Ziel -
Kannst du die folgenden Zeilen so bearbeiten, dass überall „named corners“ durch „labeled corners“ ersetzt wird und alles andere unverändert bleibt?
********************
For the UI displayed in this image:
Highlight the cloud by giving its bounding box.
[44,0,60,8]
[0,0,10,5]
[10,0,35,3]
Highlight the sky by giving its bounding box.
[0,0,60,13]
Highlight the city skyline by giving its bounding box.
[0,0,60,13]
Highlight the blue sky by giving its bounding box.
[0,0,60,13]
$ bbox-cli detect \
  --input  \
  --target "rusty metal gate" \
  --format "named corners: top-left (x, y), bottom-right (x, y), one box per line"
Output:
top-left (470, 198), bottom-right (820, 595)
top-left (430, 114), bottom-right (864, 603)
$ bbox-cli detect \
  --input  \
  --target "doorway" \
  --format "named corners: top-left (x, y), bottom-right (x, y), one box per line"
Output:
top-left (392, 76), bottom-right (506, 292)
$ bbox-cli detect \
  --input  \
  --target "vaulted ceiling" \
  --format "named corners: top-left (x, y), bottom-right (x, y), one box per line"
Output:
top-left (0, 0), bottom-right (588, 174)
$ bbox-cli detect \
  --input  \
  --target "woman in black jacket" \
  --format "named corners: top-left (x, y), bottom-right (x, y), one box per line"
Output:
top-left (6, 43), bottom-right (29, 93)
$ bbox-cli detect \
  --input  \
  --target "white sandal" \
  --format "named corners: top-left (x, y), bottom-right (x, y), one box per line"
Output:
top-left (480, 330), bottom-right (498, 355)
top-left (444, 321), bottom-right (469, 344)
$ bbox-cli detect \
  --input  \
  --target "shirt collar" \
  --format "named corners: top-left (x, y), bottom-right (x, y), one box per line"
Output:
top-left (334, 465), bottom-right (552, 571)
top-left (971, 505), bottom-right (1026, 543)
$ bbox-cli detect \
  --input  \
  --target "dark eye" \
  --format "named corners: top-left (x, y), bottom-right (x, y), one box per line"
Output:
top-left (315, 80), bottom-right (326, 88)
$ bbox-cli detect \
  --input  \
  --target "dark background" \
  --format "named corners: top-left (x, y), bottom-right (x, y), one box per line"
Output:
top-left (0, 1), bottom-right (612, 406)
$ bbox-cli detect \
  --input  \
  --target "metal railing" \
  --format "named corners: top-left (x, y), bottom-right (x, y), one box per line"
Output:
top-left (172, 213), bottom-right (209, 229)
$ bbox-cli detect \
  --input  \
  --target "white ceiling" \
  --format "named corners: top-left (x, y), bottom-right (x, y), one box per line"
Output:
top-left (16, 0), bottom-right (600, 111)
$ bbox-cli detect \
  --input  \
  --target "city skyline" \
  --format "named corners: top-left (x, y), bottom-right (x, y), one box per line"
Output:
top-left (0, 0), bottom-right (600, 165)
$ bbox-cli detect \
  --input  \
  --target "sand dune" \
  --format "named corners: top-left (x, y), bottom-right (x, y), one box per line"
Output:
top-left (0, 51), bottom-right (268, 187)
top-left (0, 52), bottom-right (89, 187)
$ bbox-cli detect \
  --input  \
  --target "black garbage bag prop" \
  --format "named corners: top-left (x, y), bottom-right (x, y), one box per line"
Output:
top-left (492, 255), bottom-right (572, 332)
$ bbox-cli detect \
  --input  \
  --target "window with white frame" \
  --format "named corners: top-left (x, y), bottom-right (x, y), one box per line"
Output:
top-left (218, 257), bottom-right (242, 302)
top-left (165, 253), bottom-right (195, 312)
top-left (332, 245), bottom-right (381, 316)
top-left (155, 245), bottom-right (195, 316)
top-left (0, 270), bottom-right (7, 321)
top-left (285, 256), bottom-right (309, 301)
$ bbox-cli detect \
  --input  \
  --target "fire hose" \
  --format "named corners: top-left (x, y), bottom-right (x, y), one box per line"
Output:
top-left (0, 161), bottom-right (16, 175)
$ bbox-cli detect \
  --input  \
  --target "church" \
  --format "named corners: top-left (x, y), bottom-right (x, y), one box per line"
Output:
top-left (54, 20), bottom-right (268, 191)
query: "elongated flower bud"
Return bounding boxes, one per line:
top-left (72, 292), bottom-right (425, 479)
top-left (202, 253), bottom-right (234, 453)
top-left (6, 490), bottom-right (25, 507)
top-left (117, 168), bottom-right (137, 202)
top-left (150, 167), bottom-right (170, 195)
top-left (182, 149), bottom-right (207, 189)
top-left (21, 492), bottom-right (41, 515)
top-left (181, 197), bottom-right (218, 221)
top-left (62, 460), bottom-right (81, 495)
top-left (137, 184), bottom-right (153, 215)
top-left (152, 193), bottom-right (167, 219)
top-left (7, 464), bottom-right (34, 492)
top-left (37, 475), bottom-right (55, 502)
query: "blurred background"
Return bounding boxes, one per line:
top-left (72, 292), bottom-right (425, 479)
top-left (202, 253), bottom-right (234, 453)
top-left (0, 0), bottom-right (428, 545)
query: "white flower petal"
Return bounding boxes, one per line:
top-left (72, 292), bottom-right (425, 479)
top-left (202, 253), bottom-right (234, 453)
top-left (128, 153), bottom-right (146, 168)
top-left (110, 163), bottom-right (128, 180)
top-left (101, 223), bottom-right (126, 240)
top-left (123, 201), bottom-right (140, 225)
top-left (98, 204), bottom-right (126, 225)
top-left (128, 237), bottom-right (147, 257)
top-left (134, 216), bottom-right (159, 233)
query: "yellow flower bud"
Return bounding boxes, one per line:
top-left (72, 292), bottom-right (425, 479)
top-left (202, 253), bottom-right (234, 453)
********************
Lösung -
For the UI displayed in this image:
Highlight the cloud by giving its bounding box.
[44,0,60,8]
[0,0,10,5]
[10,0,35,3]
Highlight the sky by giving its bounding box.
[0,0,60,13]
Highlight the city skyline by giving its bounding box.
[0,0,60,13]
Highlight the blue sky by giving its bounding box.
[0,0,60,13]
$ bbox-cli detect \
  --input  \
  --target "rusty metal gate" \
  --format "labeled corners: top-left (x, y), bottom-right (x, y), one box per line"
Output:
top-left (470, 198), bottom-right (820, 595)
top-left (430, 114), bottom-right (864, 603)
$ bbox-cli detect \
  --input  \
  --target "doorway" \
  --format "labeled corners: top-left (x, y), bottom-right (x, y), one box per line"
Output:
top-left (392, 76), bottom-right (506, 292)
$ bbox-cli detect \
  --input  \
  --target "vaulted ceiling" \
  --format "labeled corners: top-left (x, y), bottom-right (x, y), one box per line"
Output:
top-left (0, 0), bottom-right (588, 174)
$ bbox-cli detect \
  --input  \
  --target "woman in black jacket" \
  --format "labeled corners: top-left (x, y), bottom-right (x, y), one box per line"
Output:
top-left (6, 43), bottom-right (29, 93)
$ bbox-cli detect \
  --input  \
  --target "white sandal" \
  --format "labeled corners: top-left (x, y), bottom-right (x, y), one box per line"
Output:
top-left (480, 330), bottom-right (498, 355)
top-left (444, 321), bottom-right (469, 344)
$ bbox-cli detect \
  --input  \
  --target "shirt collar" \
  --format "labeled corners: top-left (x, y), bottom-right (x, y), one box per line"
Output:
top-left (334, 465), bottom-right (552, 571)
top-left (971, 505), bottom-right (1026, 543)
$ bbox-cli detect \
  --input  \
  --target "dark eye" \
  --format "labeled corners: top-left (x, y), bottom-right (x, y), one box per line"
Output:
top-left (315, 80), bottom-right (326, 88)
$ bbox-cli detect \
  --input  \
  --target "dark background" \
  --format "labeled corners: top-left (x, y), bottom-right (x, y), one box per line"
Output:
top-left (0, 1), bottom-right (612, 406)
$ bbox-cli detect \
  --input  \
  --target "metal railing" \
  --format "labeled corners: top-left (x, y), bottom-right (x, y), one box per line"
Output:
top-left (172, 213), bottom-right (209, 229)
$ bbox-cli detect \
  --input  \
  --target "white ceiling" \
  --format "labeled corners: top-left (x, y), bottom-right (x, y), one box per line"
Output:
top-left (16, 0), bottom-right (600, 111)
$ bbox-cli detect \
  --input  \
  --target "city skyline" \
  --format "labeled corners: top-left (x, y), bottom-right (x, y), one box per line"
Output:
top-left (0, 0), bottom-right (600, 165)
$ bbox-cli detect \
  --input  \
  --target "sand dune" \
  --format "labeled corners: top-left (x, y), bottom-right (x, y), one box per line"
Output:
top-left (0, 51), bottom-right (268, 187)
top-left (0, 52), bottom-right (89, 187)
$ bbox-cli detect \
  --input  \
  --target "black garbage bag prop" \
  --format "labeled corners: top-left (x, y), bottom-right (x, y), one box per line"
Output:
top-left (492, 255), bottom-right (572, 332)
$ bbox-cli detect \
  --input  \
  --target "window with white frame" \
  --format "labeled corners: top-left (x, y), bottom-right (x, y), one box per line"
Output:
top-left (218, 257), bottom-right (242, 302)
top-left (165, 253), bottom-right (195, 312)
top-left (332, 245), bottom-right (381, 316)
top-left (155, 245), bottom-right (195, 316)
top-left (0, 270), bottom-right (7, 321)
top-left (285, 256), bottom-right (309, 301)
$ bbox-cli detect \
  --input  \
  --target "fire hose" \
  --format "labeled corners: top-left (x, y), bottom-right (x, y), one box per line"
Output:
top-left (0, 161), bottom-right (16, 175)
$ bbox-cli detect \
  --input  \
  --target "church" \
  --format "labeled corners: top-left (x, y), bottom-right (x, y), one box per line"
Output:
top-left (54, 20), bottom-right (268, 191)
query: "elongated flower bud"
Return bounding boxes, one per line:
top-left (72, 292), bottom-right (425, 479)
top-left (202, 253), bottom-right (234, 453)
top-left (6, 490), bottom-right (25, 507)
top-left (117, 168), bottom-right (137, 202)
top-left (150, 167), bottom-right (170, 195)
top-left (182, 149), bottom-right (207, 189)
top-left (21, 492), bottom-right (41, 515)
top-left (181, 197), bottom-right (218, 221)
top-left (62, 460), bottom-right (81, 495)
top-left (137, 184), bottom-right (153, 215)
top-left (152, 193), bottom-right (167, 219)
top-left (7, 464), bottom-right (34, 492)
top-left (37, 475), bottom-right (55, 502)
query: "blurred background"
Return bounding boxes, one per line:
top-left (72, 292), bottom-right (425, 479)
top-left (202, 253), bottom-right (234, 453)
top-left (0, 0), bottom-right (428, 545)
query: "white flower petal"
Return bounding boxes, one per line:
top-left (72, 292), bottom-right (425, 479)
top-left (202, 253), bottom-right (234, 453)
top-left (128, 153), bottom-right (146, 168)
top-left (110, 163), bottom-right (128, 180)
top-left (101, 223), bottom-right (126, 240)
top-left (123, 201), bottom-right (140, 225)
top-left (98, 204), bottom-right (126, 225)
top-left (128, 237), bottom-right (147, 257)
top-left (134, 216), bottom-right (159, 233)
query: "yellow flower bud"
Return bounding boxes, one per line:
top-left (72, 292), bottom-right (425, 479)
top-left (202, 253), bottom-right (234, 453)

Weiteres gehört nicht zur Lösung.